▸ Reading passage
Jeff Garzik, one of Bitcoin's original cadre of code developers, agreed that the evidence provided by Wright doesn't do anything to prove that he is Satoshi Nakamoto.
"Right now, the cryptographic 'evidence' presented could have been produced by anyone." Garzik wrote me in an email. "It was an old already-signed message."
Wright's story has some convinced, however—most notably Gavin Andresen, the bitcoin developer widely recognized as having taken up Nakamoto's mantle, and who worked closely with the anonymous inventor. Andresen wrote in a Reddit comment that he verified Wright controls the key associated with block one. Just as importantly, Andresen said that Wright struck him as being the Nakamoto he communicated with in bitcoin's early days.
"During our meeting, I saw the brilliant, opinionated, focused, generous—and privacy-seeking—person that matches the Satoshi I worked with six years ago," Andresen wrote in a blog post. Andresen's access to bitcoin's code base was revoked as a result of his comments.
Still, Wright's blog post confirming he owns the key to block nine is a dense, technically knotty explanation of something that doesn't prove his claims in the first place. Indeed, there is a much easier way to prove one is Satoshi Nakamoto, which will be explained later.
"He's lying. Full stop."
Wright's drawn-out technical writings might actually be a red herring designed to misdirect the public, according to some skeptics.
"I think if he is Satoshi he is going the long way around to prove it," Alan Woodward, a cryptography expert from the computing department at the University of Surrey, told Motherboard.
"It seems calculated to bamboozle non-specialist journalists and slow the efforts of in-the-know technologists working on refuting or debunking it," said Patrick McKenzie, the CEO of Starfighters, who analyzed and found issues with Wright's alleged signature.
"It is virtually dispositive—like, more likely than the sun coming up in the morning tomorrow—that the evidence offered in the blog post does not establish anything about Wright being Satoshi," McKenzie concluded.
So, what could Wright do to prove he is he is Satoshi Nakamoto?
"Wright needs to sign something new, today, to prove he holds the crypto keys," Garzik wrote in an email.

▸ Data provided
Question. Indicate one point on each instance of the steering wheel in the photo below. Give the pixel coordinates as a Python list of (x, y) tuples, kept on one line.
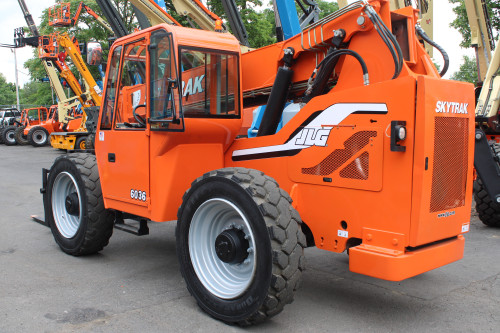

▸ Instructions
**a.** Repeat word for word the stretch of the passage on Wright's Satoshi claim from "Wright's drawn-out technical" through "is Satoshi Nakamoto?".
**b.** According to the passage on Wright's Satoshi claim, what happened to Andresen's access to bitcoin's code base?
**c.** Take the passage on Wright's Satoshi claim further, starting right after its final sentence.
The material has nothing to do with the passage on Wright's Satoshi claim.

▸ Answers provided
**a.**
Wright's drawn-out technical writings might actually be a red herring designed to misdirect the public, according to some skeptics.
"I think if he is Satoshi he is going the long way around to prove it," Alan Woodward, a cryptography expert from the computing department at the University of Surrey, told Motherboard.
"It seems calculated to bamboozle non-specialist journalists and slow the efforts of in-the-know technologists working on refuting or debunking it," said Patrick McKenzie, the CEO of Starfighters, who analyzed and found issues with Wright's alleged signature.
"It is virtually dispositive—like, more likely than the sun coming up in the morning tomorrow—that the evidence offered in the blog post does not establish anything about Wright being Satoshi," McKenzie concluded.
So, what could Wright do to prove he is he is Satoshi Nakamoto?

**b.** It was revoked as a result of his comments.

**c.**
Remember, however, that Wright has already attempted to prove that he controls the keys to addresses associated with blocks nine and one. But he hasn't proved his association with the most important bitcoin block of all: block zero.
Block one is not actually the first block of bitcoin transaction data ever created. It is, however, the first block of data to be processed, or mined, by someone on the bitcoin network. The decision of who gets to mine said block is basically a function of luck and computing power—if Wright was mining bitcoin in the earliest days, even if he isn't Satoshi, he could have legitimately mined blocks nine and one.
But block zero, known as the "genesis block," was 100 percent, unquestionably created by Satoshi Nakamoto. It was the first block ever made, and it wasn't mined publicly. It's actually permanently written into bitcoin's code base. It is unspendable.
"If you're trying to prove it, you should obviously just sign a message with block zero and go from there."
If Wright still has the private keys associated with blocks one and nine—and he is, in fact, Satoshi Nakamoto—then it would stand to reason that he would also have the key associated with the block that started it all.
"If you're trying to prove it, you should obviously just sign a message with block zero and go from there," said Todd.
Wright has said that he's done "jumping through hoops" to prove that he is who he claims to be. But the truth is that the only person making him go through elaborate technical processes to prove his identity is himself.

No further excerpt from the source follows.